--- INFORMATION PROVIDED ---
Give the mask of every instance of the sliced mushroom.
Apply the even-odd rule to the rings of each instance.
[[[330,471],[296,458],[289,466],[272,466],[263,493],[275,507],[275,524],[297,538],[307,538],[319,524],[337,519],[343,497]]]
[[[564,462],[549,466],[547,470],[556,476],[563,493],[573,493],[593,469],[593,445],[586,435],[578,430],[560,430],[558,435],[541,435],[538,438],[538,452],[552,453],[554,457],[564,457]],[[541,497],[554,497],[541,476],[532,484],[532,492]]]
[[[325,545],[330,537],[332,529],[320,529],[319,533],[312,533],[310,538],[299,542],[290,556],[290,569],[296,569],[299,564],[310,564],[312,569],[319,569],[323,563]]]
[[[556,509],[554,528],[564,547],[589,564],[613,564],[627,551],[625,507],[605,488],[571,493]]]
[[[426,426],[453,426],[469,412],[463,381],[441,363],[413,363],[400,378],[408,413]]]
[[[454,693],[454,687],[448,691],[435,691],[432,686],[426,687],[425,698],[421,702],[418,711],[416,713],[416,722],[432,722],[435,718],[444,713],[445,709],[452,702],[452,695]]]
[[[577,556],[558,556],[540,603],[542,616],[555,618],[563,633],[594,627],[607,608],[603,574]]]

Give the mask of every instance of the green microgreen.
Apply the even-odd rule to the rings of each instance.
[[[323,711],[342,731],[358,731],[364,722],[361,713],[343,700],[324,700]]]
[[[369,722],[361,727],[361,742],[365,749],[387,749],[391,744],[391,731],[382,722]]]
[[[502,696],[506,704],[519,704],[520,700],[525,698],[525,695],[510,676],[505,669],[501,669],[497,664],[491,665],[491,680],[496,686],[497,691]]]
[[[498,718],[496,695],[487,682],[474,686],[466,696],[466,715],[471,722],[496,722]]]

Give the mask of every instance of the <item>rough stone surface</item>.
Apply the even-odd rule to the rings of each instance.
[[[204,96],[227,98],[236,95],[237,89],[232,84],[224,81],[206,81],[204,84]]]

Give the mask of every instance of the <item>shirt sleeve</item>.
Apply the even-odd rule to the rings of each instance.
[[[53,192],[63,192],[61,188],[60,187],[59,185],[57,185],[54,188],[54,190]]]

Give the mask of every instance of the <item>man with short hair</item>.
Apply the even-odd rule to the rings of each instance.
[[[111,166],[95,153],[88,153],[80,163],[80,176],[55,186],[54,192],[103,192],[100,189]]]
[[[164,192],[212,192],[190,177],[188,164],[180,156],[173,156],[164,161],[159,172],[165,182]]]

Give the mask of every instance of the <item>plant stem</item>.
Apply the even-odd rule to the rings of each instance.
---
Rewrite the lines from the one containing "Give the mask of every instance of the <item>shirt" up to and including the last line of the records, swapping "even-odd rule" for "nonzero winding rule" and leaving everything else unchanged.

Give the mask of every instance of the <item>shirt sleeve</item>.
Apply the nonzero winding rule to the rings of each instance.
[[[53,192],[63,192],[61,188],[60,187],[59,185],[57,185],[54,188],[54,190]]]

Give the mask of every instance of the <item>man with short hair</item>.
Apply the nonzero winding rule to the rings of each instance.
[[[111,166],[95,153],[88,153],[80,163],[80,176],[55,186],[54,192],[103,192],[100,189]]]
[[[164,192],[212,192],[190,177],[188,164],[180,156],[173,156],[164,161],[159,172],[165,182]]]

Give the mask of every instance of the <item>plant stem</item>.
Apply the nonzero winding rule to the rings of each instance.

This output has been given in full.